Recorded data:
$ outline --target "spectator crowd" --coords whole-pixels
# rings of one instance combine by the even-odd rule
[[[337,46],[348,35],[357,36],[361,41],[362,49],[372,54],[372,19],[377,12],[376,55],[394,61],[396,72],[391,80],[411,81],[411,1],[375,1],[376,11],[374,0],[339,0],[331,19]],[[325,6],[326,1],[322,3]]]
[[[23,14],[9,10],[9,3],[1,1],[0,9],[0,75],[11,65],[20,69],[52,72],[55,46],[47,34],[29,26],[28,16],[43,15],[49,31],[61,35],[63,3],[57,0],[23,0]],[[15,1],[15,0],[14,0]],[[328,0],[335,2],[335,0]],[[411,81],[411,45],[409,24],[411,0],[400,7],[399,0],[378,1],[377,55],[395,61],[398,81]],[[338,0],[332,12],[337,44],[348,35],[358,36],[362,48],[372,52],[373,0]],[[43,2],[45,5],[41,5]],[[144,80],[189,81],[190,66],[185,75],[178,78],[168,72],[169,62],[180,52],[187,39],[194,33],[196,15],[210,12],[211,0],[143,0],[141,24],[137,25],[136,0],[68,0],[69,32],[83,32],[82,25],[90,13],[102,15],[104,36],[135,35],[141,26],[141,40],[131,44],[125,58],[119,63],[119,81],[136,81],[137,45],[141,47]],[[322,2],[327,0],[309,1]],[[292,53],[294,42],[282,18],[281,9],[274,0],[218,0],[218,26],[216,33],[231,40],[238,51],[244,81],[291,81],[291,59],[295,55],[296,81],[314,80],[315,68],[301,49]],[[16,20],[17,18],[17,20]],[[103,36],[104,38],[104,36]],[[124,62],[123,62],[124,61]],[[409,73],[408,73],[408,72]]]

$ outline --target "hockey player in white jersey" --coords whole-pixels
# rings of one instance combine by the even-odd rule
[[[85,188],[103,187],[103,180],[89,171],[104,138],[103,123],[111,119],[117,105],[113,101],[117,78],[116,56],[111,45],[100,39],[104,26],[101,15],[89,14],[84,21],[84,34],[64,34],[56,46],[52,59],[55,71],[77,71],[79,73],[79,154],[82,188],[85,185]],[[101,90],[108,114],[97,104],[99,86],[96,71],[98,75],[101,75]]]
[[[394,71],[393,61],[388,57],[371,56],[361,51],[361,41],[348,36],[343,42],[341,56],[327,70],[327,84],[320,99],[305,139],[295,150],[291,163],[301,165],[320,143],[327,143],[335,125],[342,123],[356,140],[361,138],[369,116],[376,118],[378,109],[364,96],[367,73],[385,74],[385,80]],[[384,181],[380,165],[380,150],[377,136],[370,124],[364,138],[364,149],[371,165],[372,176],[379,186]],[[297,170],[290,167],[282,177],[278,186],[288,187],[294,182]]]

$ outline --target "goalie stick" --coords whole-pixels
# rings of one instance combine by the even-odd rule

■ **Directive**:
Your task is to give the records above again, exactly.

■ **Written reply**:
$ outline --target "spectator crowd" --coords whole-pixels
# rings of one instance combine by the even-odd rule
[[[337,46],[348,35],[357,36],[361,41],[362,49],[372,54],[372,19],[377,12],[376,55],[394,61],[396,72],[391,80],[411,81],[411,1],[375,1],[376,11],[374,0],[339,0],[331,19]],[[325,6],[326,1],[322,3]]]
[[[23,14],[9,10],[9,3],[1,1],[0,9],[0,75],[11,65],[20,69],[52,72],[55,46],[47,34],[29,26],[28,16],[43,15],[49,31],[61,35],[63,3],[57,0],[23,0]],[[15,1],[15,0],[14,0]],[[328,0],[335,2],[335,0]],[[411,81],[411,45],[409,24],[411,0],[400,7],[399,0],[378,1],[377,55],[395,61],[398,81]],[[338,0],[332,12],[337,44],[348,35],[358,36],[362,48],[372,52],[373,0]],[[43,2],[45,5],[41,5]],[[144,80],[189,81],[190,66],[185,75],[178,78],[168,72],[169,62],[180,52],[187,39],[194,33],[196,15],[210,12],[211,0],[143,0],[141,24],[137,25],[136,0],[68,0],[69,32],[83,32],[82,25],[90,13],[102,15],[104,36],[135,35],[141,26],[141,40],[131,44],[125,58],[119,63],[119,81],[136,81],[137,45],[141,47]],[[322,2],[327,0],[309,1]],[[292,53],[294,42],[282,18],[281,9],[274,0],[218,0],[218,26],[216,33],[231,40],[238,51],[244,81],[291,81],[291,59],[295,55],[296,81],[314,80],[315,68],[301,49]],[[16,20],[17,18],[17,20]],[[103,36],[104,38],[104,36]],[[124,62],[123,62],[124,61]],[[409,73],[408,73],[408,72]]]

$ outline --target "hockey player in white jersey" --coords whole-pixels
# rings of one instance combine by the even-odd rule
[[[85,188],[103,187],[103,180],[89,171],[104,138],[103,123],[111,119],[117,105],[113,101],[117,78],[116,56],[111,45],[100,39],[104,26],[101,15],[89,14],[84,21],[84,34],[64,34],[56,46],[52,59],[55,71],[77,71],[79,73],[79,154],[82,188],[85,185]],[[101,90],[108,114],[97,104],[99,86],[96,71],[98,75],[101,75]]]
[[[394,71],[393,61],[388,57],[371,56],[361,51],[361,41],[348,36],[343,42],[341,56],[327,70],[327,84],[320,99],[305,139],[295,150],[291,163],[301,165],[320,143],[327,143],[335,125],[342,123],[356,140],[361,138],[369,116],[376,118],[378,109],[364,96],[367,73],[385,74],[385,80]],[[384,181],[380,165],[380,150],[377,136],[370,124],[364,138],[364,149],[371,165],[372,176],[379,186]],[[297,170],[290,167],[282,177],[278,186],[288,187],[294,182]]]

$ outline --target "goalie stick" --coords whole-pixels
# rings of one instance combine by the even-odd rule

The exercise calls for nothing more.